> [Problem description]:
Exactness is required. Restate every entry as written.

(Stored records)
□ □ □ □
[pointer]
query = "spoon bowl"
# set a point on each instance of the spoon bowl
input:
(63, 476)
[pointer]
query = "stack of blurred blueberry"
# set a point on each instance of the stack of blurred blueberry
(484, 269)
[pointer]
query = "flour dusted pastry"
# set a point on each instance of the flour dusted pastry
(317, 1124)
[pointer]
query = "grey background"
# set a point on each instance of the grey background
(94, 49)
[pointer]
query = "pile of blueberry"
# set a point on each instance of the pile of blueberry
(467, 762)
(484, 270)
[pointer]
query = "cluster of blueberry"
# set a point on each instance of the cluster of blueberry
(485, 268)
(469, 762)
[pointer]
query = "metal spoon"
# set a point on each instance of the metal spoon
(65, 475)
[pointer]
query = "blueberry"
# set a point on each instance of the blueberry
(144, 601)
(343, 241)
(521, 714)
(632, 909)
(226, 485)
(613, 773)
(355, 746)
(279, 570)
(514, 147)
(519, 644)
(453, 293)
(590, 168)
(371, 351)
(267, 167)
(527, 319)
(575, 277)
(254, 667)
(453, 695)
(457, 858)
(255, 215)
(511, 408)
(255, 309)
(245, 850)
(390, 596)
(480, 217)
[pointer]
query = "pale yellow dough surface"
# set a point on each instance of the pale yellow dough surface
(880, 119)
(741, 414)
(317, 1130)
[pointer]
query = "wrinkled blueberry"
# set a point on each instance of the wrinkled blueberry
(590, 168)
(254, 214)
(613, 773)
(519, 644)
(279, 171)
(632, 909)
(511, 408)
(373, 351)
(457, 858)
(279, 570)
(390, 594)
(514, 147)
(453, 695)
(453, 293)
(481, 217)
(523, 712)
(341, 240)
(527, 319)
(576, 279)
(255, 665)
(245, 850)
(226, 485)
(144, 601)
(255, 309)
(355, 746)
□ □ □ □
> [Answer box]:
[pointer]
query = "spoon bowl"
# set a point on each instance of the spoon bowl
input:
(63, 476)
[pointer]
query = "stack of blurred blueberry"
# set a point on each instance of the stack of blurred blueberry
(484, 269)
[pointer]
query = "flour dusted pastry"
# set a point on each instance of the flour dusted pastry
(317, 1124)
[pointer]
query = "grey background"
# set a point on each instance of the grey background
(94, 49)
[pointer]
query = "pile of blueberry"
# set a point on each instance of the pile of blueberry
(467, 762)
(484, 270)
[pointer]
query = "cluster of blueberry"
# set a point on each instance of the cluster of blueberry
(485, 268)
(469, 762)
[pointer]
query = "metal spoon"
# set a point on each instance of the metal spoon
(65, 475)
[pointer]
query = "blueberry"
# set a point on each instance of the blueberry
(144, 601)
(343, 241)
(521, 714)
(632, 909)
(226, 485)
(613, 773)
(355, 746)
(279, 570)
(514, 147)
(519, 644)
(453, 293)
(590, 168)
(371, 351)
(267, 167)
(527, 319)
(575, 277)
(254, 667)
(453, 695)
(457, 858)
(255, 215)
(511, 408)
(255, 309)
(245, 850)
(390, 596)
(480, 217)
[pointer]
query = "pale yellow dough surface"
# set a point on each instance of the pale yellow dough surface
(880, 119)
(741, 414)
(317, 1130)
[pointer]
query = "wrinkled blueberry"
# set a point on each instance of the wrinkled blueberry
(590, 168)
(254, 214)
(613, 773)
(519, 644)
(279, 171)
(632, 909)
(511, 408)
(373, 351)
(457, 858)
(279, 570)
(390, 594)
(514, 147)
(453, 695)
(453, 293)
(481, 217)
(523, 712)
(341, 240)
(527, 319)
(576, 279)
(255, 665)
(245, 850)
(226, 485)
(144, 601)
(255, 309)
(355, 746)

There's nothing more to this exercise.